→ **Task prompt**:
Write out every line of the rows below as one numbered list, skipping blank lines.

[Region annotation items]

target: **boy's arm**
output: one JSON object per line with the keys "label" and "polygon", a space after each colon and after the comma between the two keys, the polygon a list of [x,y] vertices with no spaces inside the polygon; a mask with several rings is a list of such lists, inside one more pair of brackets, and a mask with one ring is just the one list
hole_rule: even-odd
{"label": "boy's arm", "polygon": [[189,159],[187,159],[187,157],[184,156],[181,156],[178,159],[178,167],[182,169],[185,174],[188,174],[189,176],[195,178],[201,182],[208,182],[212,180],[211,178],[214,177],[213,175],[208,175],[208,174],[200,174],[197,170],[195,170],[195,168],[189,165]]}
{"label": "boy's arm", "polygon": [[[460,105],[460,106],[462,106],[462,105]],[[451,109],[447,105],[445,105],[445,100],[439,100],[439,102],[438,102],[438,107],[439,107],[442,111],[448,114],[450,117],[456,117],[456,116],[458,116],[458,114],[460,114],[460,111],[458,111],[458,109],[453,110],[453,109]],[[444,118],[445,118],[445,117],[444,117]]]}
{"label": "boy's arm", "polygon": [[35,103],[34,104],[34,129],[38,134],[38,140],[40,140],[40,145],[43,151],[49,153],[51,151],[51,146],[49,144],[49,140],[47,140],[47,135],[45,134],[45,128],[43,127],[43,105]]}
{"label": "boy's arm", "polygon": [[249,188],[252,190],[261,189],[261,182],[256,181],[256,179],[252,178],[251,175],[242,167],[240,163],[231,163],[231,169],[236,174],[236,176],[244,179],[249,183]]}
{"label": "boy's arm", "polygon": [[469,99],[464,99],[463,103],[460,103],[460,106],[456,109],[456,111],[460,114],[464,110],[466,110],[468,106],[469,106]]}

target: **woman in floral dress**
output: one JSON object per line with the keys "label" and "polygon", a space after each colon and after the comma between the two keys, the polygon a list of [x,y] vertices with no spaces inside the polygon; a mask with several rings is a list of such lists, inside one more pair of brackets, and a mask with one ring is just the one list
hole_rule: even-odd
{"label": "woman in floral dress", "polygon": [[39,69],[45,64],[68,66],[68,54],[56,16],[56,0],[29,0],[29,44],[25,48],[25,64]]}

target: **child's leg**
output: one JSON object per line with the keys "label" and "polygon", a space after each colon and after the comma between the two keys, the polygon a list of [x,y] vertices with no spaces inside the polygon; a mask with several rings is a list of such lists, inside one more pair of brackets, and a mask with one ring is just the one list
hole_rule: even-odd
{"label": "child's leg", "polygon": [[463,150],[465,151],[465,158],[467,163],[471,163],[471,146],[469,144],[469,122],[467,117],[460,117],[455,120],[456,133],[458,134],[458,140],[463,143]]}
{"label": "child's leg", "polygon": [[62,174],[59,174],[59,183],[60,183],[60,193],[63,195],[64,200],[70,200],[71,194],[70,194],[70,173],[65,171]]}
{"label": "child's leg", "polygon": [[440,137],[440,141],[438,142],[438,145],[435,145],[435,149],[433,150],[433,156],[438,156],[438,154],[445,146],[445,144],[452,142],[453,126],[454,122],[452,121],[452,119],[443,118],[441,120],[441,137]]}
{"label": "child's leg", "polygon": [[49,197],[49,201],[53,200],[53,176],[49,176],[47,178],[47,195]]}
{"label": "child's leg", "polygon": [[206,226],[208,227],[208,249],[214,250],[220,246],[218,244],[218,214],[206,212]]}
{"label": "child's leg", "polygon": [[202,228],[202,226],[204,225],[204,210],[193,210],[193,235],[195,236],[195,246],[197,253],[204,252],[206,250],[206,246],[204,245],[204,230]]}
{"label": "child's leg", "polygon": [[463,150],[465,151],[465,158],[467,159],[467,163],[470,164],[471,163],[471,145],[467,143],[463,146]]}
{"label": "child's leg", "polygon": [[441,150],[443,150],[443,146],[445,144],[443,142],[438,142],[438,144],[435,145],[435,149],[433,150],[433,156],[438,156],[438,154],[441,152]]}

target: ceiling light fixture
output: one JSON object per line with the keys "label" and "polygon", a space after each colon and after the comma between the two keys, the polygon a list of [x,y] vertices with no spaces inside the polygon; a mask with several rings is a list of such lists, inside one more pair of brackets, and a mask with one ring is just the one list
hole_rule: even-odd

→ **Correct result**:
1. target: **boy's arm**
2. output: one JSON object per line with the keys "label" and "polygon", a space after each colon and after the comma between the two keys, the polygon a list of [x,y] vertices with no spaces inside the polygon; a mask with several rings is a list of such lists, inside one more pair of brackets, and a mask with one ring is just the one list
3. hole_rule: even-odd
4. {"label": "boy's arm", "polygon": [[189,159],[187,159],[187,157],[184,156],[181,156],[178,159],[178,167],[182,169],[185,174],[188,174],[189,176],[195,178],[201,182],[208,182],[212,180],[211,178],[214,177],[213,175],[208,175],[208,174],[200,174],[197,170],[195,170],[195,168],[189,165]]}
5. {"label": "boy's arm", "polygon": [[[460,105],[460,106],[462,106],[462,105]],[[451,109],[447,105],[445,105],[445,100],[439,100],[439,102],[438,102],[438,107],[439,107],[442,111],[448,114],[450,117],[456,117],[456,116],[458,116],[458,114],[460,114],[460,111],[458,111],[458,109],[453,110],[453,109]],[[444,118],[445,118],[445,117],[444,117]]]}
6. {"label": "boy's arm", "polygon": [[35,103],[34,104],[34,129],[38,134],[38,140],[40,140],[40,145],[43,151],[49,153],[51,151],[51,146],[49,144],[49,140],[47,140],[47,135],[45,134],[45,128],[43,127],[43,105]]}
7. {"label": "boy's arm", "polygon": [[249,188],[252,190],[261,189],[261,182],[256,181],[256,179],[252,178],[251,175],[242,167],[240,163],[231,163],[231,169],[236,174],[236,176],[244,179],[249,183]]}
8. {"label": "boy's arm", "polygon": [[469,99],[464,99],[463,103],[460,103],[460,106],[456,109],[456,111],[460,114],[464,110],[466,110],[468,106],[469,106]]}
9. target: **woman in floral dress**
10. output: one JSON object per line with the keys "label" and "polygon", a space after each colon and after the comma between the two keys, the polygon a list of [x,y] vertices with no spaces inside the polygon; a mask with several rings is a list of such lists, inside one more pair of brackets, and a mask with one ring is just the one list
11. hole_rule: even-odd
12. {"label": "woman in floral dress", "polygon": [[39,69],[45,64],[68,66],[68,54],[56,16],[56,0],[29,0],[29,44],[25,48],[25,64]]}
13. target: **child's leg**
14. output: one JSON object per line with the keys "label" and "polygon", a space after each colon and after the comma between the two keys, the polygon a list of [x,y] vertices with no spaces inside the polygon; a mask with several rings is a list of such lists, inside one more pair of brackets, and a mask with one ring is just the one list
15. hole_rule: even-odd
16. {"label": "child's leg", "polygon": [[463,150],[465,151],[465,158],[467,163],[471,163],[471,146],[469,144],[469,122],[467,117],[460,117],[455,120],[456,133],[458,134],[458,140],[463,143]]}
17. {"label": "child's leg", "polygon": [[62,174],[59,174],[59,183],[60,183],[60,193],[63,195],[64,200],[70,200],[71,194],[70,194],[70,173],[65,171]]}
18. {"label": "child's leg", "polygon": [[440,137],[440,141],[438,142],[438,145],[435,145],[435,149],[433,150],[433,156],[438,156],[438,154],[445,146],[445,144],[452,142],[453,126],[454,122],[452,121],[452,119],[443,118],[441,120],[441,137]]}
19. {"label": "child's leg", "polygon": [[49,197],[49,201],[53,200],[53,176],[49,176],[47,178],[47,195]]}
20. {"label": "child's leg", "polygon": [[206,226],[208,227],[208,249],[214,250],[220,246],[218,244],[218,214],[206,212]]}
21. {"label": "child's leg", "polygon": [[202,228],[202,226],[204,225],[204,210],[193,210],[193,235],[195,236],[195,246],[197,253],[204,252],[206,250],[206,246],[204,245],[204,230]]}
22. {"label": "child's leg", "polygon": [[463,150],[465,151],[465,158],[467,159],[467,163],[470,164],[471,163],[471,145],[467,143],[463,146]]}
23. {"label": "child's leg", "polygon": [[441,150],[443,150],[443,146],[445,144],[443,142],[438,142],[438,144],[435,145],[435,149],[433,150],[433,156],[438,156],[438,154],[441,152]]}
24. target: ceiling light fixture
25. output: one JSON object per line with the keys "label" and "polygon", a space after each colon and after the comma between the two keys, the polygon a list of [x,y] vertices with no spaces inside the polygon; a mask with several rings is a list of such lists, inside one more pair of brackets, and a mask with one ring is just the one list
26. hole_rule: even-odd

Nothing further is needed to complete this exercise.